# Action item
When you reach the line containing "the white paper" in the entries below, repeat it and each line after it exactly until the entries end.

Natural-language object grounding data:
===============

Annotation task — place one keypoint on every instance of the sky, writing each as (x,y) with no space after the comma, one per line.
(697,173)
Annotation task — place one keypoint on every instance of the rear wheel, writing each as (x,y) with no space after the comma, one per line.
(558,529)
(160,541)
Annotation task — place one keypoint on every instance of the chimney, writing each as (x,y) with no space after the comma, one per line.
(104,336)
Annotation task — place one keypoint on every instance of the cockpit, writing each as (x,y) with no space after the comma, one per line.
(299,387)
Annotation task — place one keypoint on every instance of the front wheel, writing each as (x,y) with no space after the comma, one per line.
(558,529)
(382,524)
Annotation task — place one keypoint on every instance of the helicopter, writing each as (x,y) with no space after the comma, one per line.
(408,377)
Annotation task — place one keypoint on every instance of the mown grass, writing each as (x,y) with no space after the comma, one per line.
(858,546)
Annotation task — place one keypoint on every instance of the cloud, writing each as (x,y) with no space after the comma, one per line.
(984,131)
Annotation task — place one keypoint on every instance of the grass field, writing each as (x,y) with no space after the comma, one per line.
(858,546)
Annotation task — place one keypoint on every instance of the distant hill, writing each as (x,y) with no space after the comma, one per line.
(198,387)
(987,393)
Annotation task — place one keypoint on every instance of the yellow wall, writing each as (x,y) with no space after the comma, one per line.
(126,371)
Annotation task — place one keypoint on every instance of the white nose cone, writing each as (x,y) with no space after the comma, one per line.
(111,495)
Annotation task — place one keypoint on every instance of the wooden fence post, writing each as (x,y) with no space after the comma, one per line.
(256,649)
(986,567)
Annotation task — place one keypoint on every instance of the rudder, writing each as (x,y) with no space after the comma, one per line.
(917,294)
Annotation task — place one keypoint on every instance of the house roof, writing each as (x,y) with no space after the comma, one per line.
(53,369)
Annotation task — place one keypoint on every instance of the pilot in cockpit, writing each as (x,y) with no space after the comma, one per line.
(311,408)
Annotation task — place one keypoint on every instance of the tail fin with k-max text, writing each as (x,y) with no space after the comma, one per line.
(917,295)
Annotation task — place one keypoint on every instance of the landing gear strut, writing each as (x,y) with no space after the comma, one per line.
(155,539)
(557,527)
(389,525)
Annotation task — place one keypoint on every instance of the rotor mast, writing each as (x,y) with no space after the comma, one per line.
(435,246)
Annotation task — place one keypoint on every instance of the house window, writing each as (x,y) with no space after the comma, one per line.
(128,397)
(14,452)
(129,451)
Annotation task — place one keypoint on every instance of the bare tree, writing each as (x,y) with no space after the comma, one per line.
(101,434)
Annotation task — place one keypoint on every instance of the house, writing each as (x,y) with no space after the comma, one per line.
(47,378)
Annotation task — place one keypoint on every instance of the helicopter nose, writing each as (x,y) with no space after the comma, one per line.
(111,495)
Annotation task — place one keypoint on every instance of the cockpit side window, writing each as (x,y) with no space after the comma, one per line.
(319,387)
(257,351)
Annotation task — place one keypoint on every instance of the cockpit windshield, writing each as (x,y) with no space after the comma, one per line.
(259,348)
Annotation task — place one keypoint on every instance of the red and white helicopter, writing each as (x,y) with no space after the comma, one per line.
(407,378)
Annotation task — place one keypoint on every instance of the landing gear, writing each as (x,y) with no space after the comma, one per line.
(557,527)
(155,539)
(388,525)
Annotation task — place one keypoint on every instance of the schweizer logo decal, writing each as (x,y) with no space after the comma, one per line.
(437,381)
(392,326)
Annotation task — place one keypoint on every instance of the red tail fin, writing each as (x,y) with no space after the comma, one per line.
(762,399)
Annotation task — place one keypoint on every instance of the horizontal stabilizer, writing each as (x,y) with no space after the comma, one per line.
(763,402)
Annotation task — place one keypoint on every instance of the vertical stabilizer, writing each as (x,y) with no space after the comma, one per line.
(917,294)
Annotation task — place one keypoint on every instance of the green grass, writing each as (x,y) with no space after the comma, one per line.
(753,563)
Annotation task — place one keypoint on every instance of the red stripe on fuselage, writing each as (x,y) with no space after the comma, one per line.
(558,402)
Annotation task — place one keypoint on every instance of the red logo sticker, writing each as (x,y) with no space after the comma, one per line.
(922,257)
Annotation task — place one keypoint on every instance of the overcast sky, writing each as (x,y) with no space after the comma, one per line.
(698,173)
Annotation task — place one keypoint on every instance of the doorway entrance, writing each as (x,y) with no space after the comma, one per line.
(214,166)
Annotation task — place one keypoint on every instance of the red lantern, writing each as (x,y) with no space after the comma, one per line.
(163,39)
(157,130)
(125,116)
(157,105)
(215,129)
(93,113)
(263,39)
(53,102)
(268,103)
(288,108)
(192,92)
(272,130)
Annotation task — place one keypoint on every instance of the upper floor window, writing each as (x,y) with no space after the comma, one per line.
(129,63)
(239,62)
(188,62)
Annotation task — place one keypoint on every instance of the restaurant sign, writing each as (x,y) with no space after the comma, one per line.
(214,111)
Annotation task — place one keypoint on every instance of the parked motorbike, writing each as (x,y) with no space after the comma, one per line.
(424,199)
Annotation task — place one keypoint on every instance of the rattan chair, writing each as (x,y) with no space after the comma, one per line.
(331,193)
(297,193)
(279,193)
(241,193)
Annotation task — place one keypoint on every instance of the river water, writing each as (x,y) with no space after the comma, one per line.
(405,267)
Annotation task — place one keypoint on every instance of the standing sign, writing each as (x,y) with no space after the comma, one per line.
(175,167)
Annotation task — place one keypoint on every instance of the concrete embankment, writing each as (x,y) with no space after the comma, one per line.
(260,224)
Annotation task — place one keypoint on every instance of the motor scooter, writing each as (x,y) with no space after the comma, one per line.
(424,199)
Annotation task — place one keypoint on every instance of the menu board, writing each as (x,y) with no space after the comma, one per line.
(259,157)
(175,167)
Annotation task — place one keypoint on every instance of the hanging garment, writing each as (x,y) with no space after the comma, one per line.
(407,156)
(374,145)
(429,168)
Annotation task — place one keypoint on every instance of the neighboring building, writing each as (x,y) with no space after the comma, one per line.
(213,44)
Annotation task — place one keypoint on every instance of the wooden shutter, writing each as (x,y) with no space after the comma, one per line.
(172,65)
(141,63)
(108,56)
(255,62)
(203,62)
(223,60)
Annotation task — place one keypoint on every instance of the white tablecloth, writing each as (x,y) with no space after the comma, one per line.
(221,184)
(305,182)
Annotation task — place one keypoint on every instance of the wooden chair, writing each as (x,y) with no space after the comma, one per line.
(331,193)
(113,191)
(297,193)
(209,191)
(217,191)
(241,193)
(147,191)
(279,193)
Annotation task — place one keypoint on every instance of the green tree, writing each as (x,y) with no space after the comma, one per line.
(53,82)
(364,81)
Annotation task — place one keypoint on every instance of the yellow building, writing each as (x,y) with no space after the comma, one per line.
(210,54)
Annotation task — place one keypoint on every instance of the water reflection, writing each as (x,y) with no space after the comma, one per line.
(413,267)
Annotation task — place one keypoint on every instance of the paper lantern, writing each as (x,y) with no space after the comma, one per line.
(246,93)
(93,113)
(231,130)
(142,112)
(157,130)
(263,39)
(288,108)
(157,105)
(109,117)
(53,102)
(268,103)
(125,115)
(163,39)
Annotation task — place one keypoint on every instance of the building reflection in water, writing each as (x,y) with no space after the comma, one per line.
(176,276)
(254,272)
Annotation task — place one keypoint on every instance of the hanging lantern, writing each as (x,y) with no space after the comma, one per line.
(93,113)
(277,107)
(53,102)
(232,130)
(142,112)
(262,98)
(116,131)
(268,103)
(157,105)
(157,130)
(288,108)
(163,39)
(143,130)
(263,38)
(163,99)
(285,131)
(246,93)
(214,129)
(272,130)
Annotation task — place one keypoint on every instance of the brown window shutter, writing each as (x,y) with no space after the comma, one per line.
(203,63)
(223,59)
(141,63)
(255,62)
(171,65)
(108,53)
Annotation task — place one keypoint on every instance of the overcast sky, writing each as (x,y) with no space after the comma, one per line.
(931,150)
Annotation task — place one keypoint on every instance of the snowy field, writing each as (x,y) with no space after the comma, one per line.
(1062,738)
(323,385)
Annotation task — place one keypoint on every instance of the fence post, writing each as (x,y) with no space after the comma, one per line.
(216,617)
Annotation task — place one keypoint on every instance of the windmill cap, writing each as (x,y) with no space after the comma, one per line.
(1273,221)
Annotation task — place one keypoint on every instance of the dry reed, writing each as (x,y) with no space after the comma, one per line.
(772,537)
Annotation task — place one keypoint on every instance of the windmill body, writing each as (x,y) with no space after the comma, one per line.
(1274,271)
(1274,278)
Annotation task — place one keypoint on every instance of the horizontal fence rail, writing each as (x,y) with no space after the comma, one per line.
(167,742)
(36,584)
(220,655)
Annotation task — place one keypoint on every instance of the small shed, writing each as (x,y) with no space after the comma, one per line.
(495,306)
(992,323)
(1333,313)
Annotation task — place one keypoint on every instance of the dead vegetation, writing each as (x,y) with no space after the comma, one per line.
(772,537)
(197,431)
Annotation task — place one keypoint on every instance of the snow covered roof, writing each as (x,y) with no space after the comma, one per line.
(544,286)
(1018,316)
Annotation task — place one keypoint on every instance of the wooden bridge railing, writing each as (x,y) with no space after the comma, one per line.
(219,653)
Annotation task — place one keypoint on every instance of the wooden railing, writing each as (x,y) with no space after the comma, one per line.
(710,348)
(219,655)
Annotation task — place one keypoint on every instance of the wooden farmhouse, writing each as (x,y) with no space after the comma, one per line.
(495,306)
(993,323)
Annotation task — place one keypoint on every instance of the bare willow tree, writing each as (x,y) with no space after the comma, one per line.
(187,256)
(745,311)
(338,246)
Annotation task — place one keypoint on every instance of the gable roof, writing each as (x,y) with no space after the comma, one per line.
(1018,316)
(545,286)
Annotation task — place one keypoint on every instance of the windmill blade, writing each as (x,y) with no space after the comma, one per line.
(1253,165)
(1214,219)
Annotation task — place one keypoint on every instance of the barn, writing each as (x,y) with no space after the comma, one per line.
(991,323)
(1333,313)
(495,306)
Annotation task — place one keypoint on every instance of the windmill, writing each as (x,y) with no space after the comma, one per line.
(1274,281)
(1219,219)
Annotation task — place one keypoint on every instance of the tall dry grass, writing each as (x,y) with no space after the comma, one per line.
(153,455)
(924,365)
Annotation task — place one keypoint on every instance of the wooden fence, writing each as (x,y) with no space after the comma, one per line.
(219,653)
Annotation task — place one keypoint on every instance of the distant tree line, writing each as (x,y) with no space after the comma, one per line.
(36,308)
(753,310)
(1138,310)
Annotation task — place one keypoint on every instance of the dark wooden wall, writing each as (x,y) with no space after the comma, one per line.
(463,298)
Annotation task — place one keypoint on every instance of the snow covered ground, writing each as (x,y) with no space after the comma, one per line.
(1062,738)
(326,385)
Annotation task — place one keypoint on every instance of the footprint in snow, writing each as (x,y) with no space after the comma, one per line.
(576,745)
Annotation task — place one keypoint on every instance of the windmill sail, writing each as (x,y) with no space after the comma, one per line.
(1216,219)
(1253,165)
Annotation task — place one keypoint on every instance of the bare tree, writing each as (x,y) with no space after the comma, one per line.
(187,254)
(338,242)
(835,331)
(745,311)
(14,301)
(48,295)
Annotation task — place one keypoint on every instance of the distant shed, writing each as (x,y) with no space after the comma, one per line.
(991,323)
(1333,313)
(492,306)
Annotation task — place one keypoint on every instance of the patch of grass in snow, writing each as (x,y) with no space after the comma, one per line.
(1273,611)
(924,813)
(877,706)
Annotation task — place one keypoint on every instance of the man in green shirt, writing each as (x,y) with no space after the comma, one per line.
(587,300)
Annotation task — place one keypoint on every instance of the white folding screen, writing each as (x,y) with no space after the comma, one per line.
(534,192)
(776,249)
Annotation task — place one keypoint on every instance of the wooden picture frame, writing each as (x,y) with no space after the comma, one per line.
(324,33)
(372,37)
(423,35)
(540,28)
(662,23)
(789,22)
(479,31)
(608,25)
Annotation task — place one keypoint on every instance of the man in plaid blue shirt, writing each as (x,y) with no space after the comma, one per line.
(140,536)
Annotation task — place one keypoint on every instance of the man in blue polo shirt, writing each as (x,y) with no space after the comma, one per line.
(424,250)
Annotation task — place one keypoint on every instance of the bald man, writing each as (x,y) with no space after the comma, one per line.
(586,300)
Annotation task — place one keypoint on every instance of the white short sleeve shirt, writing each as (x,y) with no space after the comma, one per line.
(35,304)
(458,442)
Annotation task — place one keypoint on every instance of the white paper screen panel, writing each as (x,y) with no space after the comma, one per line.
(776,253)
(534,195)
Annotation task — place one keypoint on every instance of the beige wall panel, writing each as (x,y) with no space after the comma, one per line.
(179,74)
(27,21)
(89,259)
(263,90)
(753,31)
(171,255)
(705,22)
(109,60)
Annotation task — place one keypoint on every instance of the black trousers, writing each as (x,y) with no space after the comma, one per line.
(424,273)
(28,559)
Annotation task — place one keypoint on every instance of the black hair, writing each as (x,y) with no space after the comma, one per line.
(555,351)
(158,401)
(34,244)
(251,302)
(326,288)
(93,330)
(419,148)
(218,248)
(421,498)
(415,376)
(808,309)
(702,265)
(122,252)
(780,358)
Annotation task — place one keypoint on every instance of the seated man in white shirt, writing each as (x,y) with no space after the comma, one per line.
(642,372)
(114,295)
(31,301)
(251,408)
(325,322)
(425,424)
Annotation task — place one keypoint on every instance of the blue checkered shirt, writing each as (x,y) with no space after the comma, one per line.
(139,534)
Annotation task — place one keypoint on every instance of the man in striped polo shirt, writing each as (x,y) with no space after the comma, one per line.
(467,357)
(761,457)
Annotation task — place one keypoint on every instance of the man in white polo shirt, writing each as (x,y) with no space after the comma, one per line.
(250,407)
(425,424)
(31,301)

===============

# Your solution
Annotation task — place one keypoint on every instance of the white paper screen panel, writing each as (x,y) with no space after the comma, one per line.
(776,253)
(534,195)
Annotation task — place one keypoint on every instance of the beige wall panel, writing each as (x,y) with no space after the comma, one per line.
(179,74)
(27,21)
(89,259)
(263,90)
(753,31)
(171,255)
(705,22)
(109,60)
Annotation task — place one keypoint on every instance of the black trousers, writing each as (x,y) with no space after the comma, one per line.
(424,273)
(28,559)
Annotation task — place one keypoint on every instance of the black hair, writing each as (x,y) with no space after the comma, one per line.
(555,351)
(158,401)
(34,244)
(251,302)
(326,288)
(93,330)
(419,148)
(218,248)
(421,498)
(415,376)
(808,309)
(702,265)
(122,252)
(780,358)
Annotation task — place one keypoint on every instance of the seated man in white shirt, writing each as (x,y) with no space after the comma, one per line.
(642,372)
(114,295)
(31,301)
(251,408)
(325,322)
(425,424)
Annotation task — place one keypoint on every instance of the blue checkered shirt, writing each as (x,y) with no space after the comma, one per line.
(139,534)
Annotation task — place one keypoint on every instance of the man in striped polo shirt, writing each as (x,y) with no space after the comma, one per line.
(467,357)
(761,457)
Annotation task — place one keypoint on every instance of the man in white polo shirt, writing each as (x,y) with no space after the comma, one per line.
(250,407)
(425,424)
(31,301)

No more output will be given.